EXERCISE: Convert everything from the beginning of the material down to and including the line containing "pixel 393 274" into a Markdown table with the columns "Row" and "Line", numbering each row and omitting blank lines. Leave the pictures out of the answer.

ENTRIES PROVIDED:
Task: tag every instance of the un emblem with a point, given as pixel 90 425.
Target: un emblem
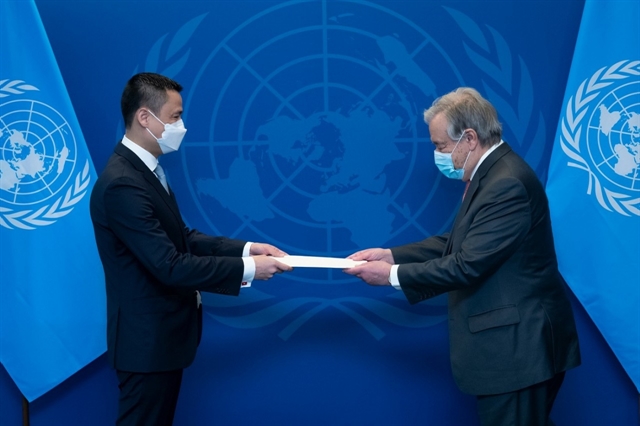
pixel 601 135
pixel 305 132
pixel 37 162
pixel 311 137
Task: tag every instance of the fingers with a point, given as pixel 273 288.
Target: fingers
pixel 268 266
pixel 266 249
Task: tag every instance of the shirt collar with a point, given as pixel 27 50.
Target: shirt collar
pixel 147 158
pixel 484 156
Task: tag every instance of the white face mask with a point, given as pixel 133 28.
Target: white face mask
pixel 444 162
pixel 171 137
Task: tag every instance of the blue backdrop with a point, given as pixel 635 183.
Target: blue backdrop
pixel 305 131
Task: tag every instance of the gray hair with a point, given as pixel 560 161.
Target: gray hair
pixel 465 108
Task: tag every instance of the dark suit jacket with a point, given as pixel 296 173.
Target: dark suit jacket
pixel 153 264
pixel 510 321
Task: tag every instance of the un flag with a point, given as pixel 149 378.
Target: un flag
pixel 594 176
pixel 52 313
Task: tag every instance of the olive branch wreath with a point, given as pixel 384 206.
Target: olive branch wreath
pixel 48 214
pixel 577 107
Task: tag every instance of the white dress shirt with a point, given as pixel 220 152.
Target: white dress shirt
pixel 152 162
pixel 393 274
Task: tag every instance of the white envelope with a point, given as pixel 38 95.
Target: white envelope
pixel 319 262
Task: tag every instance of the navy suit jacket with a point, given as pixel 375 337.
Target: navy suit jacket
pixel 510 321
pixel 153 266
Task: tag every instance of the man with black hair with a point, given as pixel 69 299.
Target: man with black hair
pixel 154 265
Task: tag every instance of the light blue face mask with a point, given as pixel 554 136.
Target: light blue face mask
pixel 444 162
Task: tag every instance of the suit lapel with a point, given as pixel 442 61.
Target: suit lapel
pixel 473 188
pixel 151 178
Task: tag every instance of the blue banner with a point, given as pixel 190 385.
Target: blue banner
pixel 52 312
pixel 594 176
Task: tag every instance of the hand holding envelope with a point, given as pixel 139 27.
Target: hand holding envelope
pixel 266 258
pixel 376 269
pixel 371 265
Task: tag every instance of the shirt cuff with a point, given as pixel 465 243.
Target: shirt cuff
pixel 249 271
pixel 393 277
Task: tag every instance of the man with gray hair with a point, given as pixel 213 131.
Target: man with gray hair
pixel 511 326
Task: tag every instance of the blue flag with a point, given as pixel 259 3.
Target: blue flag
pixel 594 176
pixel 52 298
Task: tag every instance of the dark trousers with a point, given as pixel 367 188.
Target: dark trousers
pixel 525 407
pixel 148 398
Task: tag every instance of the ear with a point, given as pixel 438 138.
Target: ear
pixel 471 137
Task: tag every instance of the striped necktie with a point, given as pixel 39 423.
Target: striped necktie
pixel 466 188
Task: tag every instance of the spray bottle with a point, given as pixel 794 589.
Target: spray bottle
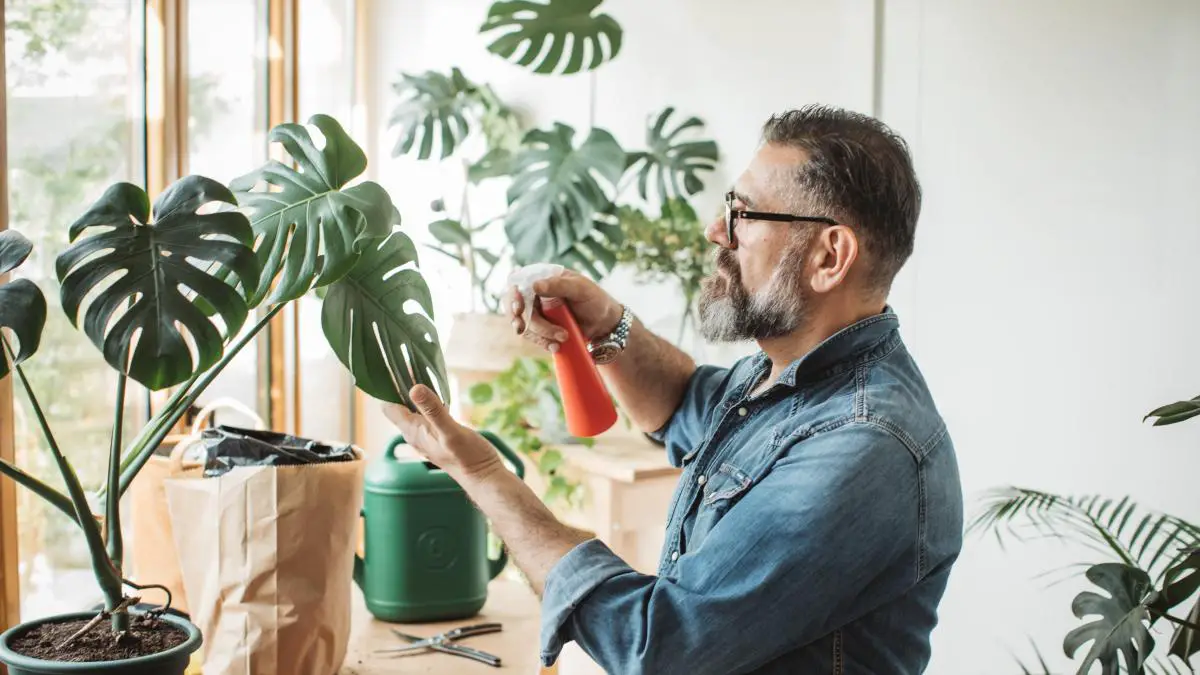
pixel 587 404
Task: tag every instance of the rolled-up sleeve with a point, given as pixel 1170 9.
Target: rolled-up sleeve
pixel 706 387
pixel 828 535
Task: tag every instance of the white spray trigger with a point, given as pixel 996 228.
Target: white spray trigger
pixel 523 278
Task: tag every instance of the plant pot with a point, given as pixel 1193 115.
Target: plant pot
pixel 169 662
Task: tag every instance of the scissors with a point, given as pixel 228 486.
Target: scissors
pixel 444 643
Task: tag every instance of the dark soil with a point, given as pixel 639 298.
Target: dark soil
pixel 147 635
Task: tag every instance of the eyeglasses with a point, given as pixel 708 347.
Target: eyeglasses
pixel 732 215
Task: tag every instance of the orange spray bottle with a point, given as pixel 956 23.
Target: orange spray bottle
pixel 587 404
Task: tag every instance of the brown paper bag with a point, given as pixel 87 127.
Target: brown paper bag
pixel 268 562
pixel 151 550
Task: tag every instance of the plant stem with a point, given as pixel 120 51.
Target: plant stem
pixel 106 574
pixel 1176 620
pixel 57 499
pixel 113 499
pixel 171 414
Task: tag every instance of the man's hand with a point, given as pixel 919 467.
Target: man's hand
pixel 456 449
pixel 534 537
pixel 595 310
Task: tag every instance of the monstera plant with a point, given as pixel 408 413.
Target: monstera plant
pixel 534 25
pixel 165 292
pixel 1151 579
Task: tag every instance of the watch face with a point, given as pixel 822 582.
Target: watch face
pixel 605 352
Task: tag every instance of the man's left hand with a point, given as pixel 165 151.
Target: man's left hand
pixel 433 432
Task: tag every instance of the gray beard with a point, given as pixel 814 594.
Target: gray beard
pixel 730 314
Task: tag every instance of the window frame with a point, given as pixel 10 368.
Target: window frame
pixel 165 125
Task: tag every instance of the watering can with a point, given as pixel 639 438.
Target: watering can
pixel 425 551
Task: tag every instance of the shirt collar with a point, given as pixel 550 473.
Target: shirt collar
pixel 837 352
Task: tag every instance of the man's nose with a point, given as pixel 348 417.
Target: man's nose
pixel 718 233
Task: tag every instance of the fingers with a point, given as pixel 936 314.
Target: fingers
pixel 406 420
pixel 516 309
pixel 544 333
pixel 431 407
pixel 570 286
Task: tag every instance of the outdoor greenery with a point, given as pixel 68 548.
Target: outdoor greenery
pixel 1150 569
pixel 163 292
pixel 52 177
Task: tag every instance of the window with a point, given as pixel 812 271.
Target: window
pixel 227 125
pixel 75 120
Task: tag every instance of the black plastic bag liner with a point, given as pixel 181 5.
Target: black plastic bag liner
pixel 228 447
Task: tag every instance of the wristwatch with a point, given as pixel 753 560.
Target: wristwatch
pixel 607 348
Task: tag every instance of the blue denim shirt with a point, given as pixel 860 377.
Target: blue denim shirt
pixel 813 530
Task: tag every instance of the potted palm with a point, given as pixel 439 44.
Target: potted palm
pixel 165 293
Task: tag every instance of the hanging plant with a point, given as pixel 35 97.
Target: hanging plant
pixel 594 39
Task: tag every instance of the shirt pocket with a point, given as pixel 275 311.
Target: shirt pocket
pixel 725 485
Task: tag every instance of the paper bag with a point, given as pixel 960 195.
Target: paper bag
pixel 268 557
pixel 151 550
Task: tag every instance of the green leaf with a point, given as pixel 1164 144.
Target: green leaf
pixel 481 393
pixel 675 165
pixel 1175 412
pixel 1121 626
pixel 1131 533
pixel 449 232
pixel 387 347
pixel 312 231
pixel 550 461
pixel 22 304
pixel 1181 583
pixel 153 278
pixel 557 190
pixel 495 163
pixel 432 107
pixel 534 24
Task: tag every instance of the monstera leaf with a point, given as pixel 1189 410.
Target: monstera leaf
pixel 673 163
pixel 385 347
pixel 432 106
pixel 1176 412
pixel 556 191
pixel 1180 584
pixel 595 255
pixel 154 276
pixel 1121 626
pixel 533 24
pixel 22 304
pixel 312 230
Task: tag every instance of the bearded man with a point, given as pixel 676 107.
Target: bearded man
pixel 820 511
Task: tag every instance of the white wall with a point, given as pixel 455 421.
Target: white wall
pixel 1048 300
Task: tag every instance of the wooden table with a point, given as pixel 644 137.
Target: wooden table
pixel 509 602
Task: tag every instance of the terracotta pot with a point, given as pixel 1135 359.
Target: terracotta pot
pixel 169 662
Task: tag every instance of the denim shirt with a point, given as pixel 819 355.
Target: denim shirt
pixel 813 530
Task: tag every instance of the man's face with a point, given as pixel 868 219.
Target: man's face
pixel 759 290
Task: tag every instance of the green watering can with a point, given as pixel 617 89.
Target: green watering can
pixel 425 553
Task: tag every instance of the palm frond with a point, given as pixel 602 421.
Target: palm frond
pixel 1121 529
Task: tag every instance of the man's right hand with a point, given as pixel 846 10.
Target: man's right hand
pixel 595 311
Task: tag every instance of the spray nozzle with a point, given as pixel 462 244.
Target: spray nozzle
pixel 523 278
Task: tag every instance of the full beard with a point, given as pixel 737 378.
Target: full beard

RESPONSE FOR THIS EXERCISE:
| Row | Line |
|---|---|
| 1 | Task: tag every instance of the un emblem with a point, given as pixel 90 425. |
| 2 | Target: un emblem |
| 3 | pixel 601 135 |
| 4 | pixel 305 132 |
| 5 | pixel 37 162 |
| 6 | pixel 311 137 |
| 7 | Task: tag every instance of the fingers with a point, given as pixel 273 288. |
| 8 | Target: fingers |
| 9 | pixel 268 266 |
| 10 | pixel 266 249 |
| 11 | Task: tag every instance of the shirt collar with a point, given as pixel 27 50. |
| 12 | Target: shirt collar |
| 13 | pixel 147 158 |
| 14 | pixel 484 156 |
| 15 | Task: tag every instance of the white face mask with a point, given as pixel 133 28. |
| 16 | Target: white face mask |
| 17 | pixel 444 162 |
| 18 | pixel 171 137 |
| 19 | Task: tag every instance of the blue backdrop with a point, given as pixel 635 183. |
| 20 | Target: blue backdrop |
| 21 | pixel 305 131 |
| 22 | Task: tag every instance of the gray hair with a point, given as pixel 560 161. |
| 23 | Target: gray hair |
| 24 | pixel 465 108 |
| 25 | Task: tag every instance of the dark suit jacket with a point, given as pixel 296 173. |
| 26 | Target: dark suit jacket |
| 27 | pixel 153 264 |
| 28 | pixel 510 321 |
| 29 | Task: tag every instance of the un flag with a point, given as pixel 149 378. |
| 30 | Target: un flag |
| 31 | pixel 594 176 |
| 32 | pixel 52 313 |
| 33 | Task: tag every instance of the olive branch wreath with a point, given as pixel 384 206. |
| 34 | Target: olive branch wreath |
| 35 | pixel 48 214 |
| 36 | pixel 577 107 |
| 37 | Task: tag every instance of the white dress shirt with a point, given as pixel 220 152. |
| 38 | Target: white dress shirt |
| 39 | pixel 152 162 |
| 40 | pixel 393 274 |